● Fonte:
Scuola. ‘Salire a bordo, c***o’! Obbligatorio scioperare il 30 maggio (1^ parte)

di Salvatore Salerno

SCUOLA. “SALIRE A BORDO C…ZO”! OBBLIGATORIO SCIOPERARE IL 30 MAGGIO.
E’ L’ULTIMA FERMATA DELL’AUTOBUS PER UNA CATEGORIA CHE NON SA DIFENDERSI.
(prima puntata)

Verso lo sciopero generale della Scuola del 30 maggio.

 Partecipare é un obbligo, senza scuse e un elenco infinito di cose alternative impossibili da fare anziché l’unica consentita dalle leggi e dalla ragione, scioperare e manifestare in piazza.
È scomparsa la parola “crumiri” dal vocabolario del sindacalismo italiano, andatela a cercare. Sono pieni i social di docenti e Ata che continuano ad inveire contro i sindacati indicandoli come gli unici responsabili della deriva della scuola pubblica italiana e della mancata considerazione sociale ed economica, solo in Italia, di chi lavora a scuola. Questi sono, consapevolmente o no, i crumiri.

Non è che non ci siano responsabilità dei sindacati, grandi errori politici e di ingenuità, forse anche qualche collusione, dei gruppi dirigenti sindacali nazionali da almeno vent’anni. Non è che i grandi sindacati, quelli che, insieme sfiorano il mezzo milione di iscritti e il milione di voti nelle RSU, non siano stati attenti, come avrebbero dovuto, a farsi parte della gestione stessa della scuola rischiando di essere scambiati per controparte, nella formazione, nell’ambiguità degli interessi spesso contrapposti tra docenti, dirigenti scolastici, accademici dell’Università, tutti insieme in unico indistinto sindacato.

● Voci riportate:
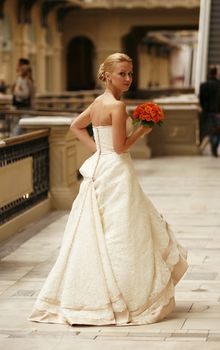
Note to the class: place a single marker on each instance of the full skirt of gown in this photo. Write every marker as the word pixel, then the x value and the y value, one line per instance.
pixel 119 260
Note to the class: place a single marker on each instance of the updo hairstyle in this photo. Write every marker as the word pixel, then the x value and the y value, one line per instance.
pixel 109 63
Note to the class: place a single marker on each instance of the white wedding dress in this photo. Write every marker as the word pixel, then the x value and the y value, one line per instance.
pixel 119 260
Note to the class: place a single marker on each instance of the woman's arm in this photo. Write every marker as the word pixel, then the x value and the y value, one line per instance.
pixel 78 127
pixel 120 140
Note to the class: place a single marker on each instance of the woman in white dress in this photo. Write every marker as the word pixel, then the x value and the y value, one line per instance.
pixel 119 260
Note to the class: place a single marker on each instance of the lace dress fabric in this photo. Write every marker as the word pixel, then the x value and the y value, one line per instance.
pixel 119 260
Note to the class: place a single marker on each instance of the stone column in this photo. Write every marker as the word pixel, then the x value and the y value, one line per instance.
pixel 57 62
pixel 66 156
pixel 41 68
pixel 202 53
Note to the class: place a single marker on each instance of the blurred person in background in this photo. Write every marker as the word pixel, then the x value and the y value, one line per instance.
pixel 23 91
pixel 209 98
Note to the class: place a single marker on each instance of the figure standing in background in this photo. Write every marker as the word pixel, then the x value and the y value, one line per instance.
pixel 209 98
pixel 23 91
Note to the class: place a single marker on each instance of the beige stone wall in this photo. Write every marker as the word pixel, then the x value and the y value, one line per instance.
pixel 106 30
pixel 46 58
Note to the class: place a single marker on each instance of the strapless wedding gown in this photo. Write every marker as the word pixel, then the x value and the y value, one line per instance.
pixel 119 260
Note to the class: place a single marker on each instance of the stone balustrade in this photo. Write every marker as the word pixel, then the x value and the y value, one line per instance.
pixel 66 155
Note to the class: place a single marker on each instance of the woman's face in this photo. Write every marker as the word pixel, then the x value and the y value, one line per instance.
pixel 121 76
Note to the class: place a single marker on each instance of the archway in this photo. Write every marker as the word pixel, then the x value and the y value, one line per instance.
pixel 80 58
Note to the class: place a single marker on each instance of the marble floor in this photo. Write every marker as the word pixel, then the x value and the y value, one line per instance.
pixel 186 190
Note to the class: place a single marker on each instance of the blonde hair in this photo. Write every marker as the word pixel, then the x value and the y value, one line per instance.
pixel 109 63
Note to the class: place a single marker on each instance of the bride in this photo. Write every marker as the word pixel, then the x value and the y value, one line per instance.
pixel 119 260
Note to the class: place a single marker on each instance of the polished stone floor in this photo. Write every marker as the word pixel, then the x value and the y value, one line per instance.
pixel 186 190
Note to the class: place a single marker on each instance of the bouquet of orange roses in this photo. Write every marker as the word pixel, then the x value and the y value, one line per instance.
pixel 148 114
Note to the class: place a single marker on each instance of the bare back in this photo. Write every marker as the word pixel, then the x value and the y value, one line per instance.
pixel 101 110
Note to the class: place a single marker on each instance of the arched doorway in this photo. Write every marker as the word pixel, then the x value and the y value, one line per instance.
pixel 80 58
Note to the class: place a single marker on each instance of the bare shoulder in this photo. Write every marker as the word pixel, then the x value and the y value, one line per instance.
pixel 119 108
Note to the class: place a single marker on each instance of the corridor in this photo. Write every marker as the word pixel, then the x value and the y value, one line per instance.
pixel 186 191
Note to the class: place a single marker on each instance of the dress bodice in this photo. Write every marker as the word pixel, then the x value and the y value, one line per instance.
pixel 103 137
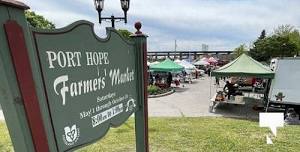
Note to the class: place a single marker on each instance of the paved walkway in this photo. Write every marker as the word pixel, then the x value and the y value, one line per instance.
pixel 193 100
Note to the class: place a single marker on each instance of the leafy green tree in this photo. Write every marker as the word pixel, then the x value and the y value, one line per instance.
pixel 38 21
pixel 239 50
pixel 125 33
pixel 284 42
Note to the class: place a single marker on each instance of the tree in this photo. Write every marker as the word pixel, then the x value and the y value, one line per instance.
pixel 284 42
pixel 38 21
pixel 262 34
pixel 239 50
pixel 125 33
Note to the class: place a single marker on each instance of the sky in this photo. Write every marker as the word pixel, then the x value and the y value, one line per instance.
pixel 221 24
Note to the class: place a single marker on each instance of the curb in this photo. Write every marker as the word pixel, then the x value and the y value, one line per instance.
pixel 161 95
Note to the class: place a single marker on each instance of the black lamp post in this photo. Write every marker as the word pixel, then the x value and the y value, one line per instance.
pixel 99 4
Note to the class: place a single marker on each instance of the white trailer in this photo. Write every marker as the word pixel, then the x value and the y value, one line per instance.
pixel 285 87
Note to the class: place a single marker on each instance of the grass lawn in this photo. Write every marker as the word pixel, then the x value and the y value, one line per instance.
pixel 191 135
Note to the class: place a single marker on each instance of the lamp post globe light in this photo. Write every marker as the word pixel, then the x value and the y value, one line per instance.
pixel 99 5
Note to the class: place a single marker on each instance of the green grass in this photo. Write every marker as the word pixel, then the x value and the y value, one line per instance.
pixel 192 135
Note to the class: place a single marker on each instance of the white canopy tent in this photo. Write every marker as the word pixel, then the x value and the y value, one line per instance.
pixel 201 62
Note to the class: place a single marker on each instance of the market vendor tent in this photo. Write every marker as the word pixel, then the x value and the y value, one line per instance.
pixel 244 66
pixel 187 65
pixel 201 62
pixel 166 66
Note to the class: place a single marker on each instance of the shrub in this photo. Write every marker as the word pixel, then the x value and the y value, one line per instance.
pixel 152 89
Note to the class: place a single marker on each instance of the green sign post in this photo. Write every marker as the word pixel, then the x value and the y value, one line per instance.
pixel 63 89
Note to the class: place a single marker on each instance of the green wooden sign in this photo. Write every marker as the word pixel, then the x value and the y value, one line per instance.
pixel 90 83
pixel 63 89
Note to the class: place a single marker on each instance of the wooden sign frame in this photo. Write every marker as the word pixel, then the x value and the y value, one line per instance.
pixel 23 96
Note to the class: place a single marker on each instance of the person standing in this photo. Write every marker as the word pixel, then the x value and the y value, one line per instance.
pixel 169 79
pixel 230 89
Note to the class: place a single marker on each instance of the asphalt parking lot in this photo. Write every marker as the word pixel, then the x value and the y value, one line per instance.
pixel 193 100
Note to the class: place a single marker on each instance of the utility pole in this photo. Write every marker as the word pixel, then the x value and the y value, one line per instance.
pixel 175 47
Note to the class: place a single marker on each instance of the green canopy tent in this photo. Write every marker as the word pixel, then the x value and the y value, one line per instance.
pixel 166 66
pixel 244 66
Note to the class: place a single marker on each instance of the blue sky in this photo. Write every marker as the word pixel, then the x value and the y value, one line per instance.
pixel 222 24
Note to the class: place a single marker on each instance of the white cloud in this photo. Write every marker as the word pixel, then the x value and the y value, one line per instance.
pixel 220 23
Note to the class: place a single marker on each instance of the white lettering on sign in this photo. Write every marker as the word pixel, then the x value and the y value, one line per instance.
pixel 96 58
pixel 66 59
pixel 120 78
pixel 63 59
pixel 77 88
pixel 106 115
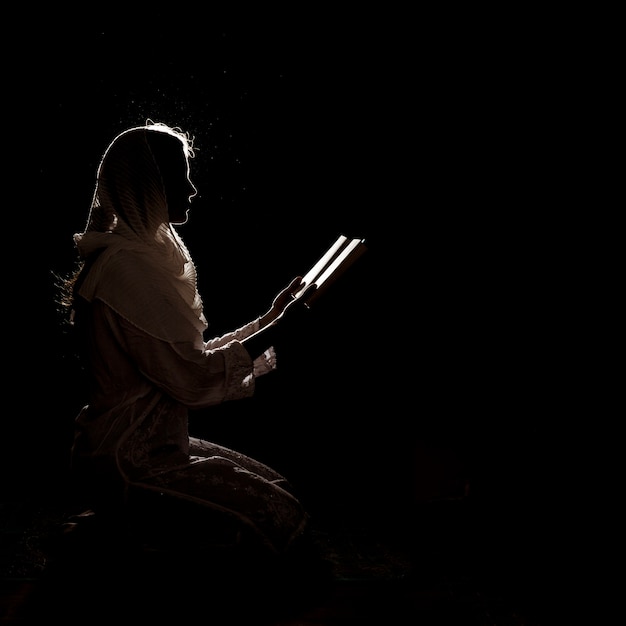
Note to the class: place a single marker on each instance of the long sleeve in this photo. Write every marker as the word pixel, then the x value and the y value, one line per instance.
pixel 193 375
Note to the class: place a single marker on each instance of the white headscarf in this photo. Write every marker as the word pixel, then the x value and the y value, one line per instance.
pixel 144 270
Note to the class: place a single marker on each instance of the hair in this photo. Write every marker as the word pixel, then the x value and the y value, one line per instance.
pixel 160 137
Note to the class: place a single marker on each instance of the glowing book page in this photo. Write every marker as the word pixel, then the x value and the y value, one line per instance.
pixel 332 264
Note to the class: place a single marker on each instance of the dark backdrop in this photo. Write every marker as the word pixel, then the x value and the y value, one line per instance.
pixel 437 361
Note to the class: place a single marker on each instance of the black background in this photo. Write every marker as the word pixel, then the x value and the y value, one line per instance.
pixel 442 359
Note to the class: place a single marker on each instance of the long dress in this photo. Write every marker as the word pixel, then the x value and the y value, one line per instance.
pixel 132 448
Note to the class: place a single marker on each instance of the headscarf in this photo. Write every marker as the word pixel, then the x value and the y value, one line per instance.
pixel 143 269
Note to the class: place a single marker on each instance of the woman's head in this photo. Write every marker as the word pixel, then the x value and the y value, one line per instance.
pixel 172 151
pixel 143 181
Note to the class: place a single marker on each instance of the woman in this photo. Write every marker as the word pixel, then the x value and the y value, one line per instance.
pixel 139 321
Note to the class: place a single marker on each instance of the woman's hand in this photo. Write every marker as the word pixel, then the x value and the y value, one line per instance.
pixel 281 302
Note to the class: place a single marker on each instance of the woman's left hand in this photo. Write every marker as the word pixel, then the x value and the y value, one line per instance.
pixel 281 301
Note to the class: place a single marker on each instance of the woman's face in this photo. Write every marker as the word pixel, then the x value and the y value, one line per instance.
pixel 179 189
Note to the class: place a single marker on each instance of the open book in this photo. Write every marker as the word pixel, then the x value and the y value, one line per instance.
pixel 332 264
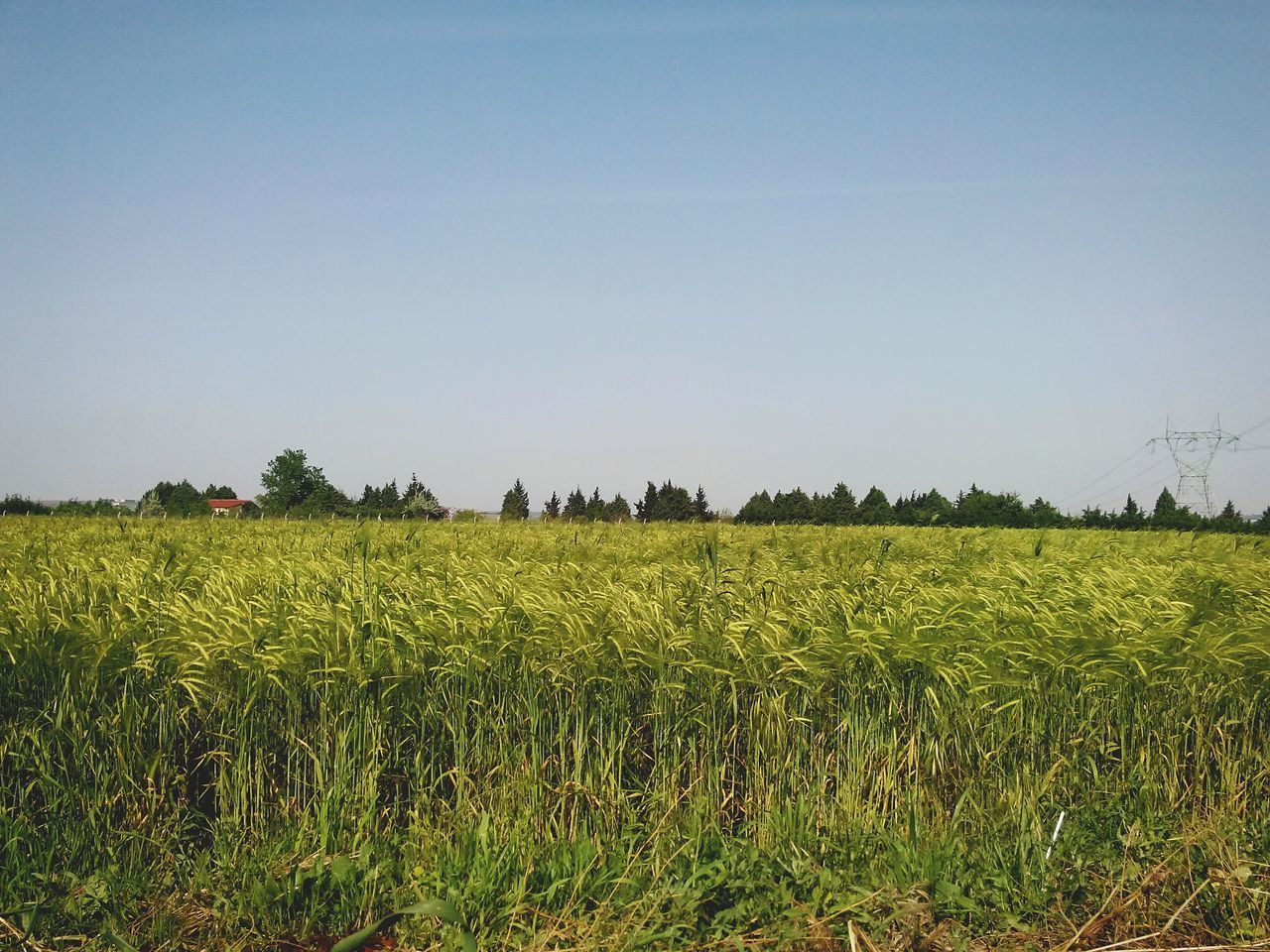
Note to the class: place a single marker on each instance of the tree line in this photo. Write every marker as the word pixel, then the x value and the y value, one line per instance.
pixel 294 486
pixel 982 509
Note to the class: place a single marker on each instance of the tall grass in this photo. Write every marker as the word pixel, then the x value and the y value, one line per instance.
pixel 627 735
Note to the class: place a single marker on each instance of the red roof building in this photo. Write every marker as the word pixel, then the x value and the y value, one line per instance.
pixel 223 507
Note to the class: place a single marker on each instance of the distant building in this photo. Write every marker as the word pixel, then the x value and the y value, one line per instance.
pixel 227 507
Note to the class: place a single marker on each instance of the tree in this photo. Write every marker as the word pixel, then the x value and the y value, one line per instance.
pixel 289 480
pixel 23 506
pixel 1046 516
pixel 792 508
pixel 575 507
pixel 701 507
pixel 645 508
pixel 1166 509
pixel 1132 517
pixel 1262 525
pixel 838 508
pixel 1229 520
pixel 617 511
pixel 674 503
pixel 180 499
pixel 874 508
pixel 552 508
pixel 420 502
pixel 594 507
pixel 757 511
pixel 516 503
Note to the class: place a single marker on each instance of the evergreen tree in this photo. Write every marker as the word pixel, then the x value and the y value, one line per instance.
pixel 389 498
pixel 674 503
pixel 874 508
pixel 1096 520
pixel 757 511
pixel 617 511
pixel 178 499
pixel 1044 516
pixel 594 507
pixel 839 507
pixel 645 508
pixel 552 508
pixel 1262 525
pixel 516 503
pixel 1229 520
pixel 575 507
pixel 1132 517
pixel 792 508
pixel 1166 509
pixel 701 507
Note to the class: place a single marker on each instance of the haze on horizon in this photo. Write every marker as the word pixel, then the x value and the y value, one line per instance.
pixel 772 246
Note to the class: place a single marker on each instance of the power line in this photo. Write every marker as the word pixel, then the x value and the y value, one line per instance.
pixel 1193 452
pixel 1105 493
pixel 1255 426
pixel 1093 483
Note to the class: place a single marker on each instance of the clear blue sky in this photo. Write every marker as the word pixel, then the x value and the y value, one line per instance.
pixel 742 245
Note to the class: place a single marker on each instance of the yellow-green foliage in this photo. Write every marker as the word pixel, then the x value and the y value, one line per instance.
pixel 686 733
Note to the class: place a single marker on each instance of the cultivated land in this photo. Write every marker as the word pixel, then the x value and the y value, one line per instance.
pixel 218 734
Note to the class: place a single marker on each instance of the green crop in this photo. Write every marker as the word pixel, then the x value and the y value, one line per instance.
pixel 630 735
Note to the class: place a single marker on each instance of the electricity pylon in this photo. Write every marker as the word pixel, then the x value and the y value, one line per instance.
pixel 1193 453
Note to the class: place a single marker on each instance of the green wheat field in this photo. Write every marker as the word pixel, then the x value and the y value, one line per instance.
pixel 270 735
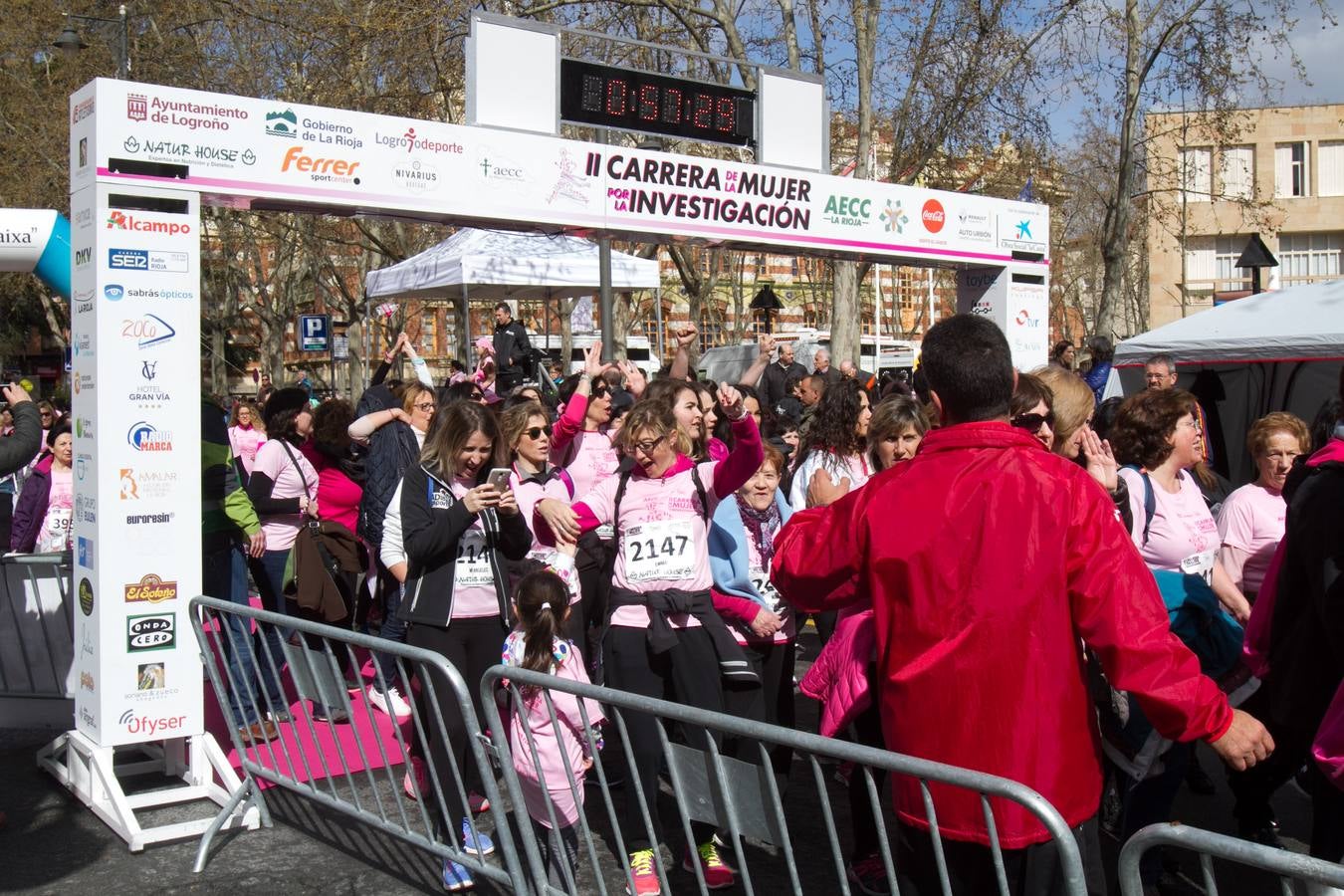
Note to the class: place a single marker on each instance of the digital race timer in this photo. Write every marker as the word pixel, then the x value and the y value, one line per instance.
pixel 610 97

● Esercizio scritto A: Elenca le categorie che, secondo l'articolo sullo sciopero della scuola, hanno interessi spesso contrapposti pur stando in un unico sindacato.
● Esercizio scritto B: Trascrivi dall'articolo sullo sciopero della scuola tutto ciò che va da "di Salvatore Salerno" giù fino a "(prima puntata)".
I record sono materiale a parte, distinto dall'articolo.

● Risposta scritta A: docenti; dirigenti scolastici; accademici dell'Università

● Risposta scritta B:
di Salvatore Salerno

SCUOLA. “SALIRE A BORDO C…ZO”! OBBLIGATORIO SCIOPERARE IL 30 MAGGIO.
E’ L’ULTIMA FERMATA DELL’AUTOBUS PER UNA CATEGORIA CHE NON SA DIFENDERSI.
(prima puntata)